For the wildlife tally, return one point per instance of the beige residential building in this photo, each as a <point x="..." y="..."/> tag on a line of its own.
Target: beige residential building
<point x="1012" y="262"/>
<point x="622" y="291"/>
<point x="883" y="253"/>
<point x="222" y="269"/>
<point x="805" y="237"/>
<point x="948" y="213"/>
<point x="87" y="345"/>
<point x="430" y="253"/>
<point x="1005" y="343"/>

◆ **AIM OF THE EXERCISE**: Reproduce the records exactly, keeping every line.

◆ **RESULT**:
For the wildlife tally, return one point per instance of the beige residential building in this photo, each as a <point x="..." y="..."/> tag on a line of its own.
Target: beige residential building
<point x="1012" y="262"/>
<point x="622" y="291"/>
<point x="883" y="253"/>
<point x="222" y="269"/>
<point x="805" y="237"/>
<point x="948" y="213"/>
<point x="87" y="345"/>
<point x="430" y="253"/>
<point x="1005" y="343"/>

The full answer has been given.